HL Deb 16 December 2003 vol 655 cc1075-9

4.12 p.m.

Baroness Scotland of Asthal

rose to move, That the draft order laid before the House on 3rd December be approved [2nd Report from the Joint Committee].

The noble Baroness said: My Lords, I shall speak to this order together with the following two orders. I hope that I can be relatively brief as I believe that, unlike the order that we have just discussed, they do not contain anything very difficult or contentious. However, I shall respond specifically to the questions that have been indicated to me by the noble Baroness, Lady Anelay of St Johns, so I may speak more fully than I would otherwise have done.

As I mentioned, our aim is to bring the Extradition Act into force for 1st January 2004 to enable us to bring in the European arrest warrant on that date. The first of these orders is concerned with the designation of the UK's extradition partners under Part 1 of the Act; that is, those countries that will be operating the European arrest warrant from 1st January 2004.

As your Lordships will see, it contains seven names rather than the 14 that your Lordships might expect. Those seven countries are the countries that have confirmed that they will definitely be able to operate the European arrest warrant from the start of next year.

Your Lordships may find it helpful to know the latest state of play on implementation in the seven countries which will not make the 1st January deadline. France and the Netherlands expect to be ready by the end of January 2004 and Austria, Germany, Greece and Luxembourg expect to be ready by 1st April 2004 at the latest. Italy is also saying the same, although whether it will actually be able to achieve that remains to be seen.

++++++++

> Written problem: Reproduce the debate transcript above word for word, from start to finish. The items that come next have no connection to the debate transcript.

Records of labeled boxes
++++++++

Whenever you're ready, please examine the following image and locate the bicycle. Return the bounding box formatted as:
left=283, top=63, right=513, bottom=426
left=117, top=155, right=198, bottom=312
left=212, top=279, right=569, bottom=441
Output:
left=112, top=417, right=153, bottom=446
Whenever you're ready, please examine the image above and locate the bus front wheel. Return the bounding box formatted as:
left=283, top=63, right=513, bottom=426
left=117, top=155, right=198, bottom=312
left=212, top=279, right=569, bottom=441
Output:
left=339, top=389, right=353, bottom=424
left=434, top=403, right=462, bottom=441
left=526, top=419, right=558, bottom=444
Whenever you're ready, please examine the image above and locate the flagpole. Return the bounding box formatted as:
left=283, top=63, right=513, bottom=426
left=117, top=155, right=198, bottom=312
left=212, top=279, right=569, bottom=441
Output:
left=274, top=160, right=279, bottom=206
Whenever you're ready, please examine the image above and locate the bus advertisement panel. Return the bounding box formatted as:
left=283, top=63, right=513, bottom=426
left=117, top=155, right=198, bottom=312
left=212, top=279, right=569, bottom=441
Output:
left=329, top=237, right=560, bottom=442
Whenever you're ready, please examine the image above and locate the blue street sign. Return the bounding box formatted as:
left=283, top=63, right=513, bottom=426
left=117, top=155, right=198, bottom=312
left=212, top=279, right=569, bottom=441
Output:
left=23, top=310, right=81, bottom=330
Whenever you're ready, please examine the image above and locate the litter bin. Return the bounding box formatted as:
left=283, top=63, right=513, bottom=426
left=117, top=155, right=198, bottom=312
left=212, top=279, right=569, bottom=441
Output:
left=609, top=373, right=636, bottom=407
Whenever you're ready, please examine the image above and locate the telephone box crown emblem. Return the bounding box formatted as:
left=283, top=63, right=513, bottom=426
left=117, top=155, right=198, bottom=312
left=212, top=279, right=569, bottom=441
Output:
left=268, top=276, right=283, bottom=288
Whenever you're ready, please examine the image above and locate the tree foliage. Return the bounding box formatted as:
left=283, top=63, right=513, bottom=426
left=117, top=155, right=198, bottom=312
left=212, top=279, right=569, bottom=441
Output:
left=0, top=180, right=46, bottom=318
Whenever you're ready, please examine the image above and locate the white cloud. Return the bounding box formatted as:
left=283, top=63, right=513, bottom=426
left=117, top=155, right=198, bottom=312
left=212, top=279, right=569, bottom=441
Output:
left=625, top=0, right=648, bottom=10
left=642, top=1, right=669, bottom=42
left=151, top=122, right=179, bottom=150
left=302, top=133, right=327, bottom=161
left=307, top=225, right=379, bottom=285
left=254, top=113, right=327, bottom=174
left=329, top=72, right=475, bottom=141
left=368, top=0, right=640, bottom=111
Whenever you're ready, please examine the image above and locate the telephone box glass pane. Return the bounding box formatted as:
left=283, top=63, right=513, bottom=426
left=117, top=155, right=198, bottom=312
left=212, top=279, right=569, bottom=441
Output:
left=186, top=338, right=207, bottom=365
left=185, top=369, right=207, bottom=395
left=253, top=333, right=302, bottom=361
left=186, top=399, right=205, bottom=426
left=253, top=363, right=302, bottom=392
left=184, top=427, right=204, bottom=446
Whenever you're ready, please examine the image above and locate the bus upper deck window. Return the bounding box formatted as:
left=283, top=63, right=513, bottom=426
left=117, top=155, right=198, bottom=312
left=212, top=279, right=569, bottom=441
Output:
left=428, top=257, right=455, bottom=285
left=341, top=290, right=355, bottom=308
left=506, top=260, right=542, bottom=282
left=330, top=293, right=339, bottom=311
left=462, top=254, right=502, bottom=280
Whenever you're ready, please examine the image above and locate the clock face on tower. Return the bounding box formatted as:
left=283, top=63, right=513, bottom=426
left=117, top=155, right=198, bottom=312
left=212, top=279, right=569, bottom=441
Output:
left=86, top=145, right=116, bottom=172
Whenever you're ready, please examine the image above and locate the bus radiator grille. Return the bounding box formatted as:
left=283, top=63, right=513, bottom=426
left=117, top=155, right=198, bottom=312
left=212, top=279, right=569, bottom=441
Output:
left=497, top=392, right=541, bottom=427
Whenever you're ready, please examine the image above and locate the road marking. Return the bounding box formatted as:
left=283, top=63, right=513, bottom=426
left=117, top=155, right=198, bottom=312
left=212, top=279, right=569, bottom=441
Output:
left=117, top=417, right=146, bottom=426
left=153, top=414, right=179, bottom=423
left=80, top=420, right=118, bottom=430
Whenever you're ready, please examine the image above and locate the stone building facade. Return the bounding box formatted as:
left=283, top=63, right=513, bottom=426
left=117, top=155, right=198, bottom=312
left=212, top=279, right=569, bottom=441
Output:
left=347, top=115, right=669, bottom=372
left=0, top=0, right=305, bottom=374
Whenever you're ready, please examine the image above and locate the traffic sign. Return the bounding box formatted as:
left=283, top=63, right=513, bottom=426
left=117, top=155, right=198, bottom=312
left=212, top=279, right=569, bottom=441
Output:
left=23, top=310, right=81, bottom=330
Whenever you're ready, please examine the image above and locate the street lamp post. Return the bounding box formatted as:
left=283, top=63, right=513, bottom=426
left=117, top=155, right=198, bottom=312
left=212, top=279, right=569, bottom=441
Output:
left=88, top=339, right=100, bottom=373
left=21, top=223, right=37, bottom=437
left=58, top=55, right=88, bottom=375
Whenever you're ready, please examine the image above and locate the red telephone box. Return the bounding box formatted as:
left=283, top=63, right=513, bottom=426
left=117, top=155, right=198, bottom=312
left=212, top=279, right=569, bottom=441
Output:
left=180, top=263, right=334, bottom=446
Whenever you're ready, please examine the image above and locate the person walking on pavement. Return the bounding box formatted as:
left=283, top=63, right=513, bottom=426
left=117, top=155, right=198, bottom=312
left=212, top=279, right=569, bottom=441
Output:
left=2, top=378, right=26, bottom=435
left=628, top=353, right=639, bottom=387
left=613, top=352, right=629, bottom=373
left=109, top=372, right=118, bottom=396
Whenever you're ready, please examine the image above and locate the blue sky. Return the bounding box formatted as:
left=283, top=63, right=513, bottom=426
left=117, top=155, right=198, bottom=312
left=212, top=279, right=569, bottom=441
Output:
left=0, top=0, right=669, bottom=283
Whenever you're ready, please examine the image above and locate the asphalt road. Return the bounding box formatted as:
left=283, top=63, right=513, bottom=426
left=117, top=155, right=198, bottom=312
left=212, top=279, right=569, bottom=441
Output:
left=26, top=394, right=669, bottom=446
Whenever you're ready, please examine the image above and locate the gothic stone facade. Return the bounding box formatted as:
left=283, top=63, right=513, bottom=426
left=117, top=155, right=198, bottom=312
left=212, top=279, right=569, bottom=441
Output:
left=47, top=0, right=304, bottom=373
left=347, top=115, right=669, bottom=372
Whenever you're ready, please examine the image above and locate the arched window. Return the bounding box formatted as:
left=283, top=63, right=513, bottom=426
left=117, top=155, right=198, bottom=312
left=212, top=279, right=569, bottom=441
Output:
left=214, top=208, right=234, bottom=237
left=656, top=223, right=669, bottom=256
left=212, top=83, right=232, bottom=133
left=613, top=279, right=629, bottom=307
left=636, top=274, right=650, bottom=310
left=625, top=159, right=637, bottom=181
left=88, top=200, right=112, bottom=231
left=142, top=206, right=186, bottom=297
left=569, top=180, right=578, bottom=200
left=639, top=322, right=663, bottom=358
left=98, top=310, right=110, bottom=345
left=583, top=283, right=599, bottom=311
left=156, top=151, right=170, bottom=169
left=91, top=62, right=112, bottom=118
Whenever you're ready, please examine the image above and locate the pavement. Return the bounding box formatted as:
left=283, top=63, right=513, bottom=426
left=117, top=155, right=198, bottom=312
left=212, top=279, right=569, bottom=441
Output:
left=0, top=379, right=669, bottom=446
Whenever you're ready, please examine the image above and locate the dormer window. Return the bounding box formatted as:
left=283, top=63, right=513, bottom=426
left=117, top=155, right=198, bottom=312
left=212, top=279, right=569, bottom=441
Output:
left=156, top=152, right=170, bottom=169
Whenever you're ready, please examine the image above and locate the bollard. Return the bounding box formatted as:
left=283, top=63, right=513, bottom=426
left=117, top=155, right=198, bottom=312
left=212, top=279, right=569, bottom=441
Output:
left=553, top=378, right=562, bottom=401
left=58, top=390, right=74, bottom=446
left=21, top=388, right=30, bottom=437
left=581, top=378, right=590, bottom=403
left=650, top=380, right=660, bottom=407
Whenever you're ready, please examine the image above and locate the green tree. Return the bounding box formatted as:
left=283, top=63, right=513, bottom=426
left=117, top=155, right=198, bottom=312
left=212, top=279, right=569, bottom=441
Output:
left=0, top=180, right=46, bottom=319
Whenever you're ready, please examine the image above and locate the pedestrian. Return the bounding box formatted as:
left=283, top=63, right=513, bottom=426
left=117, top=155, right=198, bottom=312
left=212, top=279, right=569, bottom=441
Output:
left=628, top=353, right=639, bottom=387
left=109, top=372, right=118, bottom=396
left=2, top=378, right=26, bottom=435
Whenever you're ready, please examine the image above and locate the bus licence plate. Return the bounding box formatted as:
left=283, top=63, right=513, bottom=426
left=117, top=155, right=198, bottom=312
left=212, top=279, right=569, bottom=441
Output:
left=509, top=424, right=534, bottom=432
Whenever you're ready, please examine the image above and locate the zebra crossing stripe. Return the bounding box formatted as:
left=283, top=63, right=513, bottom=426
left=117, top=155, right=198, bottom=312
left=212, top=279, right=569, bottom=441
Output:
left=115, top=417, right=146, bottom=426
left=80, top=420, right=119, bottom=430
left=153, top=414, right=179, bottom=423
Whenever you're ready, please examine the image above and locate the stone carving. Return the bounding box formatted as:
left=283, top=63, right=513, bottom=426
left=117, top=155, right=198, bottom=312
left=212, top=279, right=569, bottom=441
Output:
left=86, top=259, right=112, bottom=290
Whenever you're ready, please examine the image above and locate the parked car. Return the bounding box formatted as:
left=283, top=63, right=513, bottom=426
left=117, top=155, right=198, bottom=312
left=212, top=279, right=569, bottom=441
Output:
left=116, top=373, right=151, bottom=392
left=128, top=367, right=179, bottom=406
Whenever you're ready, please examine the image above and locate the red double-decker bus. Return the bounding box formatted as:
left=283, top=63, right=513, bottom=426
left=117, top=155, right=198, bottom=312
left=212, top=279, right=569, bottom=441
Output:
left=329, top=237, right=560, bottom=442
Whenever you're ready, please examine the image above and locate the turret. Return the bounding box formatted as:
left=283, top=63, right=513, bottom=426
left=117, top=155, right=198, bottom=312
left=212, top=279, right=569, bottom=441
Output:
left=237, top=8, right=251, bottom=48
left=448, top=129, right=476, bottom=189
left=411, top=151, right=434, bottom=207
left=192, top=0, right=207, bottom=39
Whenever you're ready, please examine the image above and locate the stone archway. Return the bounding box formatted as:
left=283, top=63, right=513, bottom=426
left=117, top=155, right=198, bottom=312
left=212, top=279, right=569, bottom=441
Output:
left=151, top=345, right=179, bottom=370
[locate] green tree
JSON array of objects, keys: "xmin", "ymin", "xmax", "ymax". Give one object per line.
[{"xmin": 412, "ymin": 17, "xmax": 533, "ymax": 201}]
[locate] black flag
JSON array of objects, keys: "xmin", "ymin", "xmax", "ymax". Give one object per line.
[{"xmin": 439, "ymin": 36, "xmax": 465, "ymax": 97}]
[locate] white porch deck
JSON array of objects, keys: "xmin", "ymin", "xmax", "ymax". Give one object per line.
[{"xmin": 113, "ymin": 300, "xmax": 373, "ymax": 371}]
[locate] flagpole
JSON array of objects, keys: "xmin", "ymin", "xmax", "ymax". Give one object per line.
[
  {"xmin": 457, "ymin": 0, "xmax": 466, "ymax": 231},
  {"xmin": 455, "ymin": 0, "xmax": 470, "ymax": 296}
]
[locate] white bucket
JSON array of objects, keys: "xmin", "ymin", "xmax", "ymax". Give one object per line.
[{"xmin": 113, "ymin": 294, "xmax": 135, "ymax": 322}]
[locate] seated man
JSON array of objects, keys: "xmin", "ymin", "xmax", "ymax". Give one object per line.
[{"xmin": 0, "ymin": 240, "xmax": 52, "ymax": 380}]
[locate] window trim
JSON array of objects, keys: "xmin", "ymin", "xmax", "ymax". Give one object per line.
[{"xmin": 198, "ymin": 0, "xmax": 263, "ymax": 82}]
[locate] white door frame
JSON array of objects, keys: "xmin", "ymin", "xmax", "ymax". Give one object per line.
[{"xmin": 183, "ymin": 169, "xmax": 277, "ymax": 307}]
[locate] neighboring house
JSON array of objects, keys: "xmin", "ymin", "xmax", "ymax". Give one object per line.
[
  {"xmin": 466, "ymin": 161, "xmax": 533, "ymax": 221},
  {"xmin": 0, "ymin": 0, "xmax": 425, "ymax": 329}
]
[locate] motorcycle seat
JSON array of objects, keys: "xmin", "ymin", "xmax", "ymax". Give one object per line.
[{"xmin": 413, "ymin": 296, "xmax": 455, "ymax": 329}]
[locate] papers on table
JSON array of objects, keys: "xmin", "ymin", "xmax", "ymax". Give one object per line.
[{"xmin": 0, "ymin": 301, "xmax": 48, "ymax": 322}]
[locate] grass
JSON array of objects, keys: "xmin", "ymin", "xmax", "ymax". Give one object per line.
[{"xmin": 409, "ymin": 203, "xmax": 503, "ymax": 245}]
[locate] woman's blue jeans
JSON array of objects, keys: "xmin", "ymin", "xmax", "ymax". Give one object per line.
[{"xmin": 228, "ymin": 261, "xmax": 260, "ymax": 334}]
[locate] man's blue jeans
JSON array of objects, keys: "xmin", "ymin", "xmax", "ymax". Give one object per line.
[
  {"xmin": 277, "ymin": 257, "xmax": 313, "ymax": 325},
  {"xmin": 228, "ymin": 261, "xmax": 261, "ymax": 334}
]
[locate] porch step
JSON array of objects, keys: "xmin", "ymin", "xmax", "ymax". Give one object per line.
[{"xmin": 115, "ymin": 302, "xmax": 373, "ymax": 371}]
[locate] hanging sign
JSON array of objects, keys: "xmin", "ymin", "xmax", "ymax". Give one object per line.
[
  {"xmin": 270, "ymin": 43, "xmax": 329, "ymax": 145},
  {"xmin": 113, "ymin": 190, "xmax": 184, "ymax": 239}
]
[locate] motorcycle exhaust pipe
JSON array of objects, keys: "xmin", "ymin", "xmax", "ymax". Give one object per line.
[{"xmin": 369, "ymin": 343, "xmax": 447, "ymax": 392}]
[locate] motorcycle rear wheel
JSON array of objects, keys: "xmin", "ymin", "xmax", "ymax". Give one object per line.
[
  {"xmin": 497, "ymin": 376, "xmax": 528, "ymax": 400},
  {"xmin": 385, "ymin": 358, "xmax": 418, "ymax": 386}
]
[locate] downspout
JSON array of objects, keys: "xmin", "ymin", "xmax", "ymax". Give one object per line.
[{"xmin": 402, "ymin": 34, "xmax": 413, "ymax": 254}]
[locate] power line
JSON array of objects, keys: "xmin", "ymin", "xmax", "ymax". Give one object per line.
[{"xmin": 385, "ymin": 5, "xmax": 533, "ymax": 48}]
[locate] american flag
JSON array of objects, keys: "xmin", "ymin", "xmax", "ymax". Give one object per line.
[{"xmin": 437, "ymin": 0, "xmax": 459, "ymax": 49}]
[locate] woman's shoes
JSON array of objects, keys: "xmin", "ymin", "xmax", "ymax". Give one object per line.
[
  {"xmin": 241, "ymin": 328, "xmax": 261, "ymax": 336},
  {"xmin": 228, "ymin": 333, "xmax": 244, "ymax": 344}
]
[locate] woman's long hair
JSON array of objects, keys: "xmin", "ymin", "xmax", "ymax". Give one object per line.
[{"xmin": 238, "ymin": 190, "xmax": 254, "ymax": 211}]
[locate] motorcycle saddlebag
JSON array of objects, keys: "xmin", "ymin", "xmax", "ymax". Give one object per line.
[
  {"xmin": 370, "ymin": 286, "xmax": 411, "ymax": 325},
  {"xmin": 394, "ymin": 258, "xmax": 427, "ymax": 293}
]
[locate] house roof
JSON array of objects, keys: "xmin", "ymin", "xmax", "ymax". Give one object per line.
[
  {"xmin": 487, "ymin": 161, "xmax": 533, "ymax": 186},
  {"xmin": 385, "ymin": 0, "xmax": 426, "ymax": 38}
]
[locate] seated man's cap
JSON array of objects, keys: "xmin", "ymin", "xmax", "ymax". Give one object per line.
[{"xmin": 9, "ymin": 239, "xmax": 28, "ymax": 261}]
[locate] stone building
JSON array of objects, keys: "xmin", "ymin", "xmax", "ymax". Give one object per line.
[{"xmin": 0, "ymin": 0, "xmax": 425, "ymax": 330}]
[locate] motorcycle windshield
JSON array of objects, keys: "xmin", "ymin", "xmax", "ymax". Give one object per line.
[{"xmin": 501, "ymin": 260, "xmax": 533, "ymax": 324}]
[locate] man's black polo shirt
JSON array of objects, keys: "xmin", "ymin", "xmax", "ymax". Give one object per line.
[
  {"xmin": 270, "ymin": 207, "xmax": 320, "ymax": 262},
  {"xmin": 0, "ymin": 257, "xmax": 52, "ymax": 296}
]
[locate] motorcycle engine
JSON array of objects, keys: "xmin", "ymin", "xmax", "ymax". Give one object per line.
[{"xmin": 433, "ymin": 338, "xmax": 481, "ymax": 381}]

++++++++

> Expected answer:
HL Deb 16 December 2003 vol 655 cc1075-9

4.12 p.m.

Baroness Scotland of Asthal

rose to move, That the draft order laid before the House on 3rd December be approved [2nd Report from the Joint Committee].

The noble Baroness said: My Lords, I shall speak to this order together with the following two orders. I hope that I can be relatively brief as I believe that, unlike the order that we have just discussed, they do not contain anything very difficult or contentious. However, I shall respond specifically to the questions that have been indicated to me by the noble Baroness, Lady Anelay of St Johns, so I may speak more fully than I would otherwise have done.

As I mentioned, our aim is to bring the Extradition Act into force for 1st January 2004 to enable us to bring in the European arrest warrant on that date. The first of these orders is concerned with the designation of the UK's extradition partners under Part 1 of the Act; that is, those countries that will be operating the European arrest warrant from 1st January 2004.

As your Lordships will see, it contains seven names rather than the 14 that your Lordships might expect. Those seven countries are the countries that have confirmed that they will definitely be able to operate the European arrest warrant from the start of next year.

Your Lordships may find it helpful to know the latest state of play on implementation in the seven countries which will not make the 1st January deadline. France and the Netherlands expect to be ready by the end of January 2004 and Austria, Germany, Greece and Luxembourg expect to be ready by 1st April 2004 at the latest. Italy is also saying the same, although whether it will actually be able to achieve that remains to be seen.